Aim of the task -> Say how many lines in the data below contain the word "orange", and give no other text.

═══ Working data ═══

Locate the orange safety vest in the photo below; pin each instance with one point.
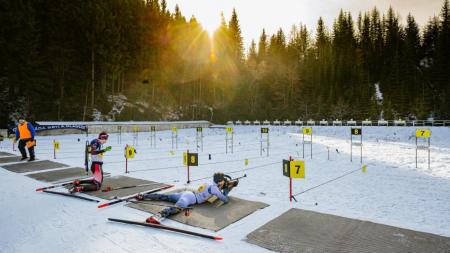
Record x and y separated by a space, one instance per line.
24 132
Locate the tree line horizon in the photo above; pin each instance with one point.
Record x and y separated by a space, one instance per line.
136 60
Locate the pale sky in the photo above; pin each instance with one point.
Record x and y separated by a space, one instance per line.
254 15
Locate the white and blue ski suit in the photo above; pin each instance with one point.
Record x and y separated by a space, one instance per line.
184 199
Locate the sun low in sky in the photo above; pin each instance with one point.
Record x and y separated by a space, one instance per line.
254 15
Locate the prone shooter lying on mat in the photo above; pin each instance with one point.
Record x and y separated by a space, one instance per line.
222 185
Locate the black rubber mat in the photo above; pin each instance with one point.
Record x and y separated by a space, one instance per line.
306 231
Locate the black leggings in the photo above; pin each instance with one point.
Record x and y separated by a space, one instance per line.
22 144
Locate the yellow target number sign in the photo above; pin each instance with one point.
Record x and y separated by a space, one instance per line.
190 159
129 152
56 145
356 131
307 131
297 169
423 133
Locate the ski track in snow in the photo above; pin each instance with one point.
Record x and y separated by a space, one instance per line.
392 192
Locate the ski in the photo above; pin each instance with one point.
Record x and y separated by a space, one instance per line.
165 227
71 195
54 186
108 189
133 196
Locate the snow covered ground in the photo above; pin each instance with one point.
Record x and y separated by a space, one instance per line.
391 192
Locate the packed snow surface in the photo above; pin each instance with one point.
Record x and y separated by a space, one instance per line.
392 191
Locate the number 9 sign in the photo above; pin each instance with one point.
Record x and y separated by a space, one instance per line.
356 131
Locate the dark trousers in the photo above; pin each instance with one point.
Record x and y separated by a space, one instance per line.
22 144
96 183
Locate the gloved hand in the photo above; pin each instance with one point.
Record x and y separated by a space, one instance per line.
233 183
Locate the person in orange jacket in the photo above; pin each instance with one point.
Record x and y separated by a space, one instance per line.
25 133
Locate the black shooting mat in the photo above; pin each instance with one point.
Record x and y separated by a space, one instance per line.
57 176
306 231
10 159
207 215
121 181
24 167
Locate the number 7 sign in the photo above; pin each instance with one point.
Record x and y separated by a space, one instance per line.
297 169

═══

Response to the task -> 2